## TEXTO PARA LEITURA:
<<<<
Para ilustrar, imagine vários círculos secantes. Em cada um deles, há uma forma de opressão. Se você é apenas mulher, sofre apenas um tipo de opressão. Mas se é mulher e negra, a opressão é duplicada. Mulher, negra e lésbica, triplicada. E assim por diante. Quanto maior a quantidade de círculos em que você se encontra concomitantemente, maior a opressão, o preconceito, a violência.

Como exemplo, enquanto um homem branco ganha um dólar, um homem negro recebe $ 0,74 e uma mulher branca $ 0,78. Já a mulher negra, $ 0,642. O Mapa da Violência de Gênero indica que as mulheres negras são mais vítimas de feminicídio do que as mulheres brancas. E são as mais encarceradas por tráfico de drogas, ainda que com menor quantidade de droga.

É necessário, portanto, que sejam feitos recortes para estudo das causas e soluções perante o problema. O tema já é discutido há tempos no feminismo negro, que surgiu a partir da 2ª onda do feminismo, com a criação do National Black Feminist, nos Estados Unidos, em 1973. De fato, o feminismo não englobava as necessidades das mulheres negras e o movimento negro era extremamente machista. 

Nas palavras de Djamila Ribeiro, enquanto as mulheres brancas lutavam pelo direito ao voto e ao trabalho, as mulheres negras lutavam para serem consideradas pessoas3. Nesse sentido, há décadas Audre Lorde e Achille Mbembe pontuavam que enquanto as mulheres brancas têm medo de que seus filhos possam crescer e serem cooptados pelo patriarcado, as mulheres negras temem enterrar seus filhos vitimados pelas necropolíticas4.

A história é diferente e, consequentemente, as necessidades atuais também. Como destacou Angela Davis, a mulher escrava era, antes de tudo, uma trabalhadora em tempo integral para seu proprietário, e apenas ocasionalmente esposa, mãe e dona de casa5.

E impossível seria ousar dizer que a história ficou no passado e em nada reflete nos presentes dias. É só parar pra pensar: qual o perfil do trabalho doméstico no Brasil? Majoritariamente, pobres, negras e com histórico de migração de cidades do interior para os grandes centros6.

A escravidão deixou seu triste legado e isso é inegável. Nas favelas, nos trabalhos marginalizados, nas prisões. Então, se faz sim imperioso que a implementação de leis e projetos se dê a partir de uma perspectiva de gênero. Mas não só. Há uma dominação ainda maior em face daquelas que estão nas camadas mais baixas de nossa sociedade, das negras, daquelas que não cumprem os padrões de heteronormatividade culturalmente impostos.

Heidi Ann Cerneka, coordenadora da Pastoral Carcerária nacional para as questões femininas, em artigo de setembro de 2009, proferiu as seguintes palavras:

"Para o Estado e a sociedade, parece que existem somente 440 mil homens e nenhuma mulher nas prisões do país. Só que, uma vez por mês, aproximadamente 28 mil desses presos menstruam"7.
>>>>
## TRECHOS DA LISTAGEM:
<<<<
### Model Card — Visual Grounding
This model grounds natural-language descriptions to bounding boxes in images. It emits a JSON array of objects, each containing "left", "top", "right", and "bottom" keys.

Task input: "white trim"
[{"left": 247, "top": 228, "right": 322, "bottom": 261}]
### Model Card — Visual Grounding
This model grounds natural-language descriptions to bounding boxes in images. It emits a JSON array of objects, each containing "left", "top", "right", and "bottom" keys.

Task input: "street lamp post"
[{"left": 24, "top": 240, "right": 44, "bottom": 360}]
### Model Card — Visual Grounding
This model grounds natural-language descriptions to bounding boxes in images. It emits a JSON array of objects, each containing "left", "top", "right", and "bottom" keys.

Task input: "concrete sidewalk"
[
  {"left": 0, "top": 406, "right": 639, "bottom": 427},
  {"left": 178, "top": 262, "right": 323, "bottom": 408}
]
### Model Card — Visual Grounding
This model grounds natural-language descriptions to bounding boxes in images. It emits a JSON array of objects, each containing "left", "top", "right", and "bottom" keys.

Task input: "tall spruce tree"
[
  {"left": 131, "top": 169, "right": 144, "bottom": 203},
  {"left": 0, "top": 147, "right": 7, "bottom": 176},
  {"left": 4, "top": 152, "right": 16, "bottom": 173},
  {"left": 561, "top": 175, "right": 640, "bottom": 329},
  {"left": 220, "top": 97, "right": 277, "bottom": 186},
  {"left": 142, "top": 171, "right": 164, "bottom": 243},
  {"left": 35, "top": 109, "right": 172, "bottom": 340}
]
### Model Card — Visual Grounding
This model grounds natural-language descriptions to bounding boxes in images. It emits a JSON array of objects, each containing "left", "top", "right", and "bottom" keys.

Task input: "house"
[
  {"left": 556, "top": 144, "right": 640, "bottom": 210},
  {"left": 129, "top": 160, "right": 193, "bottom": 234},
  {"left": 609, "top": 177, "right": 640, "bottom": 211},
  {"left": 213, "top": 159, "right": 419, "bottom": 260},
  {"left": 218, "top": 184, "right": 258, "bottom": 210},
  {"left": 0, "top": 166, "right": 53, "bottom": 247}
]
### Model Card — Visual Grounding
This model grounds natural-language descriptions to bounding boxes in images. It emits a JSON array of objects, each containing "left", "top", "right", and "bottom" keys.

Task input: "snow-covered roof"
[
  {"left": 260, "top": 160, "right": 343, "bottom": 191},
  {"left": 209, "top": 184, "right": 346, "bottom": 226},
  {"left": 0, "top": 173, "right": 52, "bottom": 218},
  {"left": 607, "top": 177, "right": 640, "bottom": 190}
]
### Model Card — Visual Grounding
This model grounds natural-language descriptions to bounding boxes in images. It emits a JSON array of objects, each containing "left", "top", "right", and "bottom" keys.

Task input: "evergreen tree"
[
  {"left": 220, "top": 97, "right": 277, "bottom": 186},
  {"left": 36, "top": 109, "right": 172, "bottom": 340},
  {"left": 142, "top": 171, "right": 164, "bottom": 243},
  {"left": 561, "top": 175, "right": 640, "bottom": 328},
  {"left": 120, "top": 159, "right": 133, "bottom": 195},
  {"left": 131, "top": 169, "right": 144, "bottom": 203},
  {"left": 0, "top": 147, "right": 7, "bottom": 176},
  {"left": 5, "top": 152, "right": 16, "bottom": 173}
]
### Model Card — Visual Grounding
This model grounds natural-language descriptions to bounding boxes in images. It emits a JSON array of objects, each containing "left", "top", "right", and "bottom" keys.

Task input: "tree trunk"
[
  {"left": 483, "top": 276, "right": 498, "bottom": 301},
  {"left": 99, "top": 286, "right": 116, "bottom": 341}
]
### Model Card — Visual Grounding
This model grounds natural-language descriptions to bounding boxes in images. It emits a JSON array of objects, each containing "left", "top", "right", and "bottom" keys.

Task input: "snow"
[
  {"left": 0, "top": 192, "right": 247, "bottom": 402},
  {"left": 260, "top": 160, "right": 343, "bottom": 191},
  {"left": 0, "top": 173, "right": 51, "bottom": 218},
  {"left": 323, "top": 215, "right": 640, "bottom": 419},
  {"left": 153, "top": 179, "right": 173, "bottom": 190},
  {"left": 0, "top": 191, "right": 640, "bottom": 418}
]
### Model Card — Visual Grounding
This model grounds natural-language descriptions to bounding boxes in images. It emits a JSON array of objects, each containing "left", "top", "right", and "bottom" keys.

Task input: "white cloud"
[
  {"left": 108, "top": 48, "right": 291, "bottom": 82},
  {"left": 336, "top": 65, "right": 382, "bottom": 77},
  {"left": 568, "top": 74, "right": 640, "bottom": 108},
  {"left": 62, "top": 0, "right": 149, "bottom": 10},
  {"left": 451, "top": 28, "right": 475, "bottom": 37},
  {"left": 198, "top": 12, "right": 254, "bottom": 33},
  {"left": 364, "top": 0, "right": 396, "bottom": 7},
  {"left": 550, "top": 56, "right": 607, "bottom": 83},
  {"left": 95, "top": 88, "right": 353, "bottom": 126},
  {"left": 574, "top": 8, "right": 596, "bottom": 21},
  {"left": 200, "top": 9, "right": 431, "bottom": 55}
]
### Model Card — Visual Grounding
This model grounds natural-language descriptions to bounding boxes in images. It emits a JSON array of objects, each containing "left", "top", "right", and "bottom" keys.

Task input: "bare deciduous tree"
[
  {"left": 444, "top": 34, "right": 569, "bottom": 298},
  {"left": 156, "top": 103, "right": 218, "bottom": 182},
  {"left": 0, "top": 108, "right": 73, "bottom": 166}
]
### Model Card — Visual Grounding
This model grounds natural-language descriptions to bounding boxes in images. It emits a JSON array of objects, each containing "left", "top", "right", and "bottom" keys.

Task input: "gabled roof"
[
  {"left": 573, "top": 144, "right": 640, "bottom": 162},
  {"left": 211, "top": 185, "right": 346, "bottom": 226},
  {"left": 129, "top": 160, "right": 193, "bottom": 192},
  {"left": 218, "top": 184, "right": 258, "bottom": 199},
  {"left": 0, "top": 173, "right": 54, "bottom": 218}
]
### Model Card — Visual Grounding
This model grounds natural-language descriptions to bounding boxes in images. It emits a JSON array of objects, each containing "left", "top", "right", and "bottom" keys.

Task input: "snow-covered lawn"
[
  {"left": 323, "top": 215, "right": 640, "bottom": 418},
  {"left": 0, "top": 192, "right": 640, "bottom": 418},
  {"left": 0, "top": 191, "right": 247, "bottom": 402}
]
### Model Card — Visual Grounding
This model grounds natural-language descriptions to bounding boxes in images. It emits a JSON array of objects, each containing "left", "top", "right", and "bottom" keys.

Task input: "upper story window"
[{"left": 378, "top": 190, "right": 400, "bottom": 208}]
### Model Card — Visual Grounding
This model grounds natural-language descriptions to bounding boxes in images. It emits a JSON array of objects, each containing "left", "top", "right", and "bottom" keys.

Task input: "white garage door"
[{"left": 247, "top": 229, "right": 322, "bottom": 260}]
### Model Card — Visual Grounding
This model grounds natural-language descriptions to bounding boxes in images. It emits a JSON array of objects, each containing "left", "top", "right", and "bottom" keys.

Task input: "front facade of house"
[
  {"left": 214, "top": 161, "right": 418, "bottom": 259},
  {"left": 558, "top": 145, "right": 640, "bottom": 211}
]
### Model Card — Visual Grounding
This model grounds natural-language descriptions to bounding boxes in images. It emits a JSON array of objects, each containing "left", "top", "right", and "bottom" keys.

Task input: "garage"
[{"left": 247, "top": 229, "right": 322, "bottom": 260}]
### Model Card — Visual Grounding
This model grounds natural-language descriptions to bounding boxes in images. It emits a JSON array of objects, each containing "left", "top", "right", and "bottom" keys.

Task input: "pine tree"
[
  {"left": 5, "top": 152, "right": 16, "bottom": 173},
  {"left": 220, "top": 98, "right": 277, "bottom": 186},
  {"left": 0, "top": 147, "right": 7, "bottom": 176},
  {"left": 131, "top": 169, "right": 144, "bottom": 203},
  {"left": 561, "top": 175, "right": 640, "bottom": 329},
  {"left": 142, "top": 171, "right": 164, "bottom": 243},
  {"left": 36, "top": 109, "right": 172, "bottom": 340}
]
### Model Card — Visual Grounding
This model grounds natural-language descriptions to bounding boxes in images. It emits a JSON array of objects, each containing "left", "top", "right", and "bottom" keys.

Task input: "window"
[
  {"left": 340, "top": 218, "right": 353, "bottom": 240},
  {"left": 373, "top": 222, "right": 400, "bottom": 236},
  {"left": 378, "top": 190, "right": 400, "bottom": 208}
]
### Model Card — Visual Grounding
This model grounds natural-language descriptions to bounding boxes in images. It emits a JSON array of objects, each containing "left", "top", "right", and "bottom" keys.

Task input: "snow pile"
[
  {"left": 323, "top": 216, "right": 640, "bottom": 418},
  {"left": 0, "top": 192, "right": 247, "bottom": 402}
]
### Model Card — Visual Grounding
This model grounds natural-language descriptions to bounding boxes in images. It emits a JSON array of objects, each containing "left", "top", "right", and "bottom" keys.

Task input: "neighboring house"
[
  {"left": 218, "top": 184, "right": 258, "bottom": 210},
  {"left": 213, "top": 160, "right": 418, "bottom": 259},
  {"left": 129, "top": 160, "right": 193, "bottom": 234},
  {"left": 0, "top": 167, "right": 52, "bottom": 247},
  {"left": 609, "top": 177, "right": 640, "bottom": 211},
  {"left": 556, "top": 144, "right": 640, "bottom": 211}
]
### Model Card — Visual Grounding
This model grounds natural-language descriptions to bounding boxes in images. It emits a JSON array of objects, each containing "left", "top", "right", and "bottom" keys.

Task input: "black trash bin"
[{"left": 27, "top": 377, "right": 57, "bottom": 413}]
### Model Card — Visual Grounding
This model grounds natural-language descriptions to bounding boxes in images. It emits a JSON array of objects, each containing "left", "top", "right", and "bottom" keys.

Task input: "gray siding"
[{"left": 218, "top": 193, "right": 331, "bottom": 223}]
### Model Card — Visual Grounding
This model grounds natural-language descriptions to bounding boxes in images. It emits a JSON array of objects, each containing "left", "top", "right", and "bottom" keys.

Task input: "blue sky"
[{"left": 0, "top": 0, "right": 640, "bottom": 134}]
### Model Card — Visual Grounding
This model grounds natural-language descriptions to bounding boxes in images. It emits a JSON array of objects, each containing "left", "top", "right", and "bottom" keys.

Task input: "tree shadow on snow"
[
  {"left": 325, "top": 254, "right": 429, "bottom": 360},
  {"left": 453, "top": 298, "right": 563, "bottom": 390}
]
>>>>
Transcreva o texto sobre a opressão das mulheres negras, de "E impossível seria" até "heteronormatividade culturalmente impostos.", trocando "escravidão" por "escravatura".

## RESOLUÇÃO COMPLETA:
E impossível seria ousar dizer que a história ficou no passado e em nada reflete nos presentes dias. É só parar pra pensar: qual o perfil do trabalho doméstico no Brasil? Majoritariamente, pobres, negras e com histórico de migração de cidades do interior para os grandes centros6.

A escravatura deixou seu triste legado e isso é inegável. Nas favelas, nos trabalhos marginalizados, nas prisões. Então, se faz sim imperioso que a implementação de leis e projetos se dê a partir de uma perspectiva de gênero. Mas não só. Há uma dominação ainda maior em face daquelas que estão nas camadas mais baixas de nossa sociedade, das negras, daquelas que não cumprem os padrões de heteronormatividade culturalmente impostos.